Set down word for word the part of the JavaScript hoisting thread below, starting with "As you can see" and going on through "hence alerts 10.".

── SOURCE PASSAGE ──

JavaScript fundamentals confusion [duplicate]

Question

Hi I am trying to understand the JavaScript fundamentals, and stuck in one condition.

    var foo = 1;
    function bar(){
        foo = 10;       
        return;
        function foo(){}
    }
    bar();
    alert(foo);

Here alert(foo), will give me 1, and I know after return statement, function foo() will not execute. But now if change the code:

    var foo = 1;
    function bar(){
        foo = 10;       
        return;
    }
    bar();
    alert(foo); 

In bar function, If I will remove function foo(). then alert(foo) will give me 10

Please help, if someone can explain me why?

Answer 1

This is called Javascript hoisting

I will try to explain it in details.. This is what we have

var foo = 1;

function bar(){
  foo = 10;       
  return;
  function foo(){}
}

bar();
alert(foo);

The interpreter will rewrite this as

var foo = 1;

function bar(){
  function foo(){}  // this is also equal to var foo = function(){};
  foo = 10;       
  return;      
}

bar();
alert(foo);

So now explaining you the hoisted code.

var foo = 1; // global variable; 

function bar(){
  var foo = function(){};  // foo is local variable of type function
  foo = 10;                // foo is changed to hold a number
  return;      
}

bar();
alert(foo);  // you alert global variable.

As you can see if the code function foo(){} is present it is treated as a local variable within the bar() scope and any change to the foo is treated as a local variable change..

• When you have function foo(){} in your bar() you are not even touching the global variable.. hence alerts 1.

• When you don't have function foo(){} you are touching the global variable and hence alerts 10.

  Now I hope you understand the output..

Answer 2

I know after return statement ,function foo() will not execute.

That's not true.

Function declarations are hoisted.

───
── DATA RECORDS ──

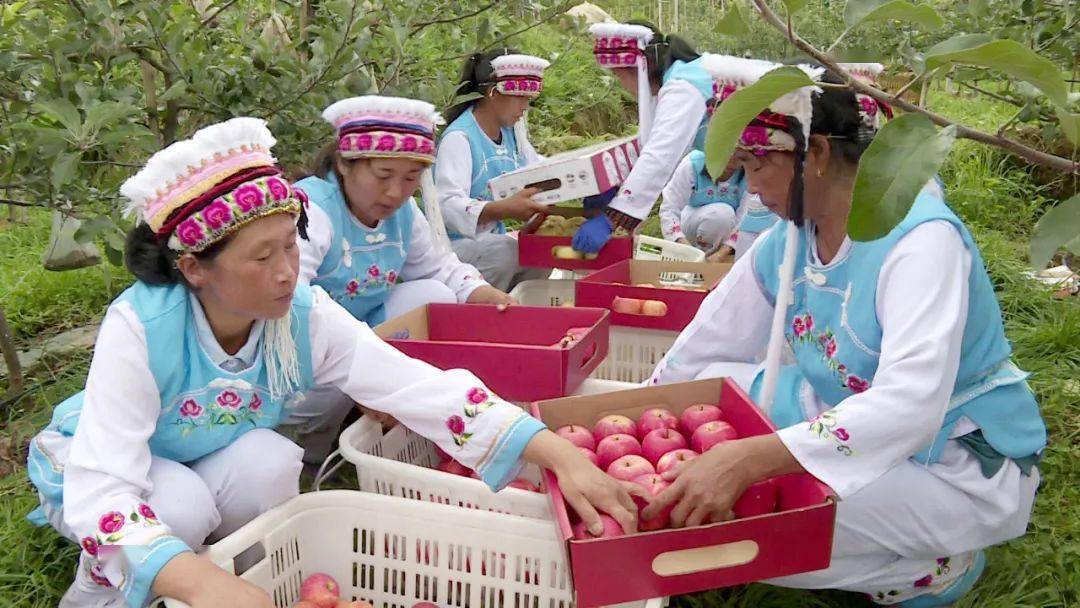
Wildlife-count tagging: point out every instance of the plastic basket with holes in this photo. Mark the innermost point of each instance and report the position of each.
(401, 463)
(650, 247)
(396, 553)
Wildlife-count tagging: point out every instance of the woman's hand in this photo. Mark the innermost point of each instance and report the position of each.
(487, 294)
(200, 583)
(585, 488)
(704, 488)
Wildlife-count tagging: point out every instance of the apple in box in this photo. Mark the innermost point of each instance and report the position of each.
(611, 528)
(710, 434)
(613, 447)
(698, 415)
(612, 426)
(577, 435)
(652, 484)
(656, 418)
(673, 459)
(630, 467)
(660, 442)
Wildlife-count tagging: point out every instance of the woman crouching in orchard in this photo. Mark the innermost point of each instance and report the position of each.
(172, 444)
(903, 397)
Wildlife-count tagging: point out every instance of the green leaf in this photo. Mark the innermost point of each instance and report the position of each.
(902, 158)
(1060, 227)
(64, 167)
(63, 111)
(1070, 124)
(732, 23)
(794, 5)
(736, 112)
(1004, 55)
(864, 11)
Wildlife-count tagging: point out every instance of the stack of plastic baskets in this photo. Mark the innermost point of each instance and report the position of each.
(396, 553)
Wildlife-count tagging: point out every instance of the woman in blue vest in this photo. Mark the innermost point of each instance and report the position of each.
(173, 442)
(698, 210)
(902, 397)
(486, 138)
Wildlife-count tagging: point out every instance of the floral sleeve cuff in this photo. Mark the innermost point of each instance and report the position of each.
(504, 462)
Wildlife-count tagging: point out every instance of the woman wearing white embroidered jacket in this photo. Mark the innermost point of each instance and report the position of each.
(172, 444)
(902, 397)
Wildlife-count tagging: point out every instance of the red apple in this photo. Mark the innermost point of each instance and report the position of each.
(613, 447)
(590, 456)
(660, 442)
(758, 499)
(630, 467)
(656, 418)
(698, 415)
(611, 528)
(523, 484)
(710, 434)
(673, 459)
(321, 590)
(577, 435)
(653, 485)
(455, 468)
(611, 426)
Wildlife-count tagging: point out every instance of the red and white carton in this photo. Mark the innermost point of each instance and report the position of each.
(538, 251)
(515, 351)
(680, 285)
(570, 175)
(798, 538)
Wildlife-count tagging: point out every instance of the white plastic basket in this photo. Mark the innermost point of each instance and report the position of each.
(401, 463)
(394, 553)
(650, 247)
(633, 353)
(544, 292)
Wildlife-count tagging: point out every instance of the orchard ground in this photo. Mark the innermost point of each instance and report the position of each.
(997, 199)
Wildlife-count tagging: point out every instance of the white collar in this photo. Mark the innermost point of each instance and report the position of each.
(245, 355)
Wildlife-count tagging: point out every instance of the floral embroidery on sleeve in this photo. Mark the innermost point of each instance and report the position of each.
(825, 427)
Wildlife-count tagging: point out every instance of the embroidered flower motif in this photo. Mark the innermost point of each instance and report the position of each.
(248, 197)
(111, 522)
(189, 232)
(217, 214)
(278, 188)
(229, 400)
(98, 577)
(856, 384)
(191, 409)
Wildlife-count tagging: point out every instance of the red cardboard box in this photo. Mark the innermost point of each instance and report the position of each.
(513, 351)
(796, 539)
(619, 280)
(537, 251)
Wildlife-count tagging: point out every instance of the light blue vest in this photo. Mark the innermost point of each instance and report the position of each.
(692, 72)
(834, 330)
(489, 159)
(362, 262)
(706, 192)
(203, 407)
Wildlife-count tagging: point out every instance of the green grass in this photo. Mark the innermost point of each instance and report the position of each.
(998, 201)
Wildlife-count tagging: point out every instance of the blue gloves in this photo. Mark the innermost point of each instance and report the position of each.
(602, 200)
(591, 237)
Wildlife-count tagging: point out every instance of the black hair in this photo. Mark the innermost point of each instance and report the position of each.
(151, 261)
(475, 78)
(663, 51)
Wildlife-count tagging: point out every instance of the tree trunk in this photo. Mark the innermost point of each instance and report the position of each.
(10, 356)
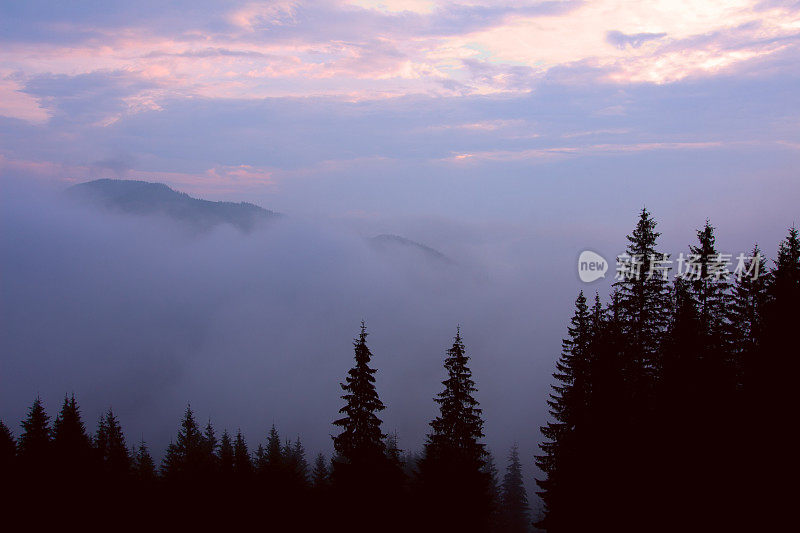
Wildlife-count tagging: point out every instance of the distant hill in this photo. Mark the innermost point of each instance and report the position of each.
(146, 198)
(388, 242)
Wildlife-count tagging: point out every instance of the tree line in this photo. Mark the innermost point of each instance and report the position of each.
(373, 484)
(669, 410)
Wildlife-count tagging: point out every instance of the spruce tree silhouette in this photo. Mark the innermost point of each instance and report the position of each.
(359, 447)
(452, 473)
(225, 456)
(143, 467)
(72, 447)
(116, 462)
(34, 447)
(560, 460)
(8, 452)
(185, 459)
(514, 498)
(362, 473)
(320, 479)
(242, 463)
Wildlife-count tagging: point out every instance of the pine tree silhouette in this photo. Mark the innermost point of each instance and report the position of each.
(242, 463)
(750, 298)
(8, 451)
(320, 475)
(144, 468)
(226, 455)
(452, 470)
(561, 457)
(110, 444)
(514, 498)
(359, 447)
(185, 459)
(72, 447)
(34, 447)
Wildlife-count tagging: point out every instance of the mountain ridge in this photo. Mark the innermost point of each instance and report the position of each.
(138, 197)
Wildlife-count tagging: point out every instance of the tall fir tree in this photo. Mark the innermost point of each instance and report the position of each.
(210, 448)
(496, 522)
(643, 304)
(185, 459)
(772, 373)
(320, 475)
(568, 404)
(359, 446)
(452, 470)
(514, 498)
(226, 455)
(143, 466)
(294, 457)
(750, 297)
(72, 447)
(8, 451)
(34, 447)
(114, 455)
(242, 462)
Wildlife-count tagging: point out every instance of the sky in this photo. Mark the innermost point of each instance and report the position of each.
(509, 136)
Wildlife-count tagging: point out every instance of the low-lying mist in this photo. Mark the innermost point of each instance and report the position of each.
(139, 314)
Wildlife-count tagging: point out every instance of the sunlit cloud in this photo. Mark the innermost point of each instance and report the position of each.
(14, 103)
(393, 48)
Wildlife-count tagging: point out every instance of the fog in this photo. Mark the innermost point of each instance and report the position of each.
(139, 314)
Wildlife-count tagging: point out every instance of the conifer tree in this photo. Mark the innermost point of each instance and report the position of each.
(242, 463)
(112, 450)
(360, 443)
(495, 514)
(294, 458)
(568, 411)
(186, 457)
(8, 449)
(226, 455)
(320, 474)
(452, 470)
(750, 298)
(514, 498)
(34, 444)
(210, 447)
(643, 305)
(72, 447)
(143, 466)
(771, 378)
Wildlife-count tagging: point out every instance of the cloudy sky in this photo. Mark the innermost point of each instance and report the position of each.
(508, 137)
(406, 107)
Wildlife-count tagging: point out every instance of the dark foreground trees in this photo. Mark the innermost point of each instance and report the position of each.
(668, 413)
(454, 484)
(656, 392)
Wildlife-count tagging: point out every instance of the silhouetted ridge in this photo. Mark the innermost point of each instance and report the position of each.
(147, 198)
(388, 241)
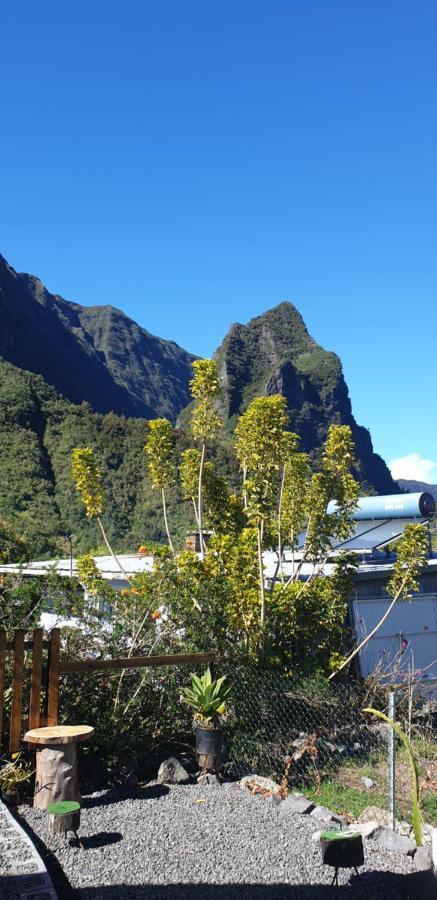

───

# EXPECTED ANSWER
As you can see if the code function foo(){} is present it is treated as a local variable within the bar() scope and any change to the foo is treated as a local variable change..

• When you have function foo(){} in your bar() you are not even touching the global variable.. hence alerts 1.

• When you don't have function foo(){} you are touching the global variable and hence alerts 10.